> _Request_:
Skip the pictures and quote all of the lines exactly.

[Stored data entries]
+++

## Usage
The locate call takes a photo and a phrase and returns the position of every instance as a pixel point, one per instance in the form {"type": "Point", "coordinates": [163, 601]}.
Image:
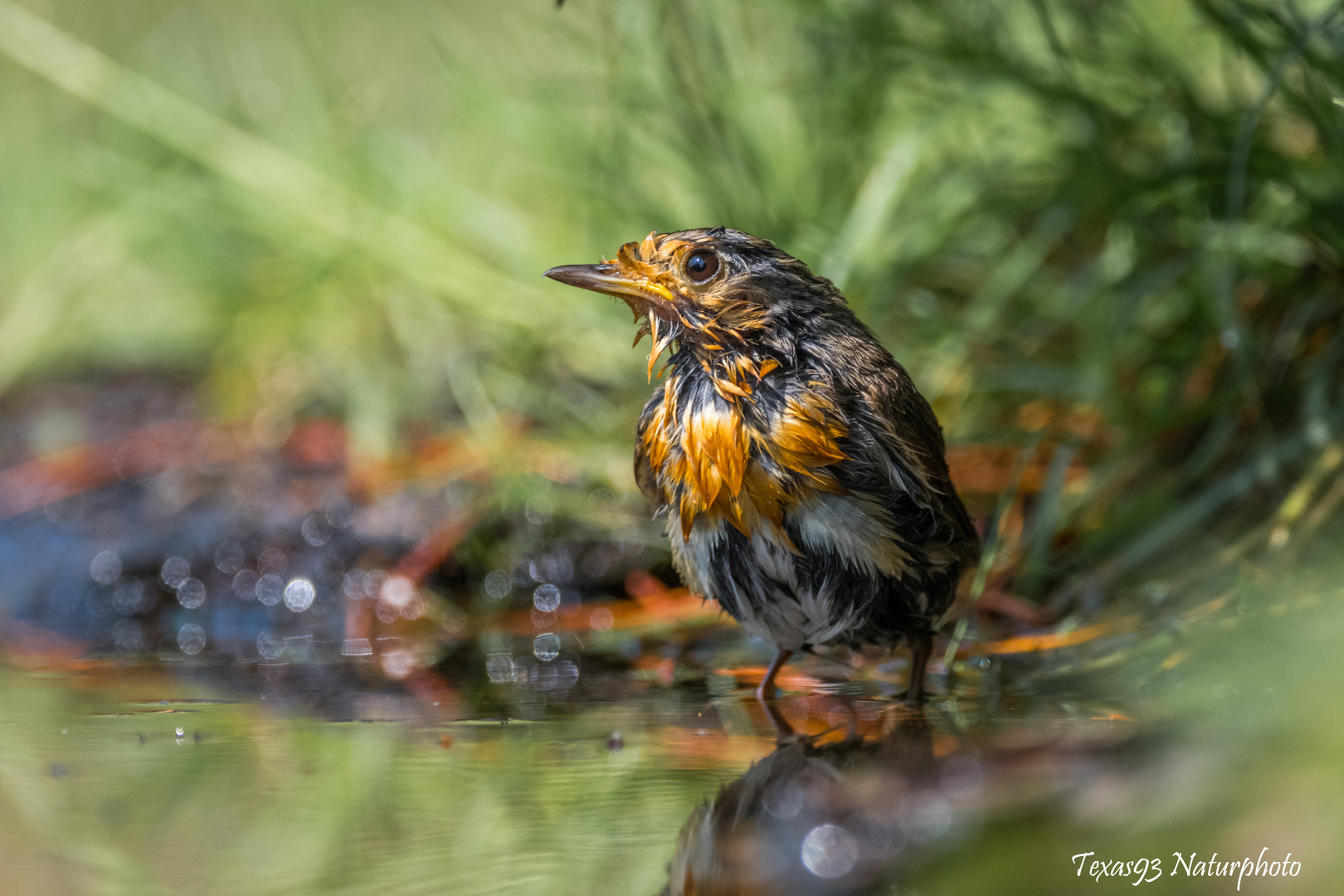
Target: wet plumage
{"type": "Point", "coordinates": [800, 472]}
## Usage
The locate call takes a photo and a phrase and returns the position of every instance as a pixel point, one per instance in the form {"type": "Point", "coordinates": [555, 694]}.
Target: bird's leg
{"type": "Point", "coordinates": [767, 689]}
{"type": "Point", "coordinates": [921, 646]}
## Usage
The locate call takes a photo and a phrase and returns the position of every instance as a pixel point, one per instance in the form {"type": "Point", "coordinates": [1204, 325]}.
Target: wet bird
{"type": "Point", "coordinates": [800, 473]}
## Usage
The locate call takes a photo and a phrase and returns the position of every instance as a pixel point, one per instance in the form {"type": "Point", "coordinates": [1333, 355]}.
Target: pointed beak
{"type": "Point", "coordinates": [608, 278]}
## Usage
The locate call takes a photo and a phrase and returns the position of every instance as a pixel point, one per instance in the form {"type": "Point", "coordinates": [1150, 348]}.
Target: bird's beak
{"type": "Point", "coordinates": [609, 280]}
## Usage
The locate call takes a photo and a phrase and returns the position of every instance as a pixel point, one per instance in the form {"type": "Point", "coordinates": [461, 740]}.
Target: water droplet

+++

> _Solution for this exercise_:
## Usage
The locate call takes a photo and a phrase and returns the position of every instance as a pixel point, one per instance in the form {"type": "Point", "coordinates": [163, 601]}.
Image:
Target: wet plumage
{"type": "Point", "coordinates": [800, 472]}
## Usage
The locate call takes a photo and a phrase and returns the position of every instance as a pixel point, one per instance in the form {"type": "Point", "coordinates": [555, 694]}.
Target: bird's leg
{"type": "Point", "coordinates": [767, 689]}
{"type": "Point", "coordinates": [921, 646]}
## Usage
The locate call takes a photo and a phrase and returns the position of every instance as a pixel point, one per instance in the form {"type": "Point", "coordinates": [1204, 325]}.
Target: wet bird
{"type": "Point", "coordinates": [800, 473]}
## Usage
The locate call takes a photo and a phrase and returns the position of every instance as a pixel point, one per instance in the form {"type": "Point", "coordinates": [1333, 355]}.
Target: pointed beak
{"type": "Point", "coordinates": [608, 278]}
## Usage
The locate call takes a photo and a phrase and returns the position of every instance as a pixel point, one per instance in the form {"type": "Point", "coordinates": [1150, 348]}.
Target: bird's beak
{"type": "Point", "coordinates": [609, 280]}
## Usage
The locate call takes a photo and a phrase and returns the position of every instance as a pixel point, one per instance in the form {"type": "Point", "coordinates": [461, 740]}.
Target: water droplet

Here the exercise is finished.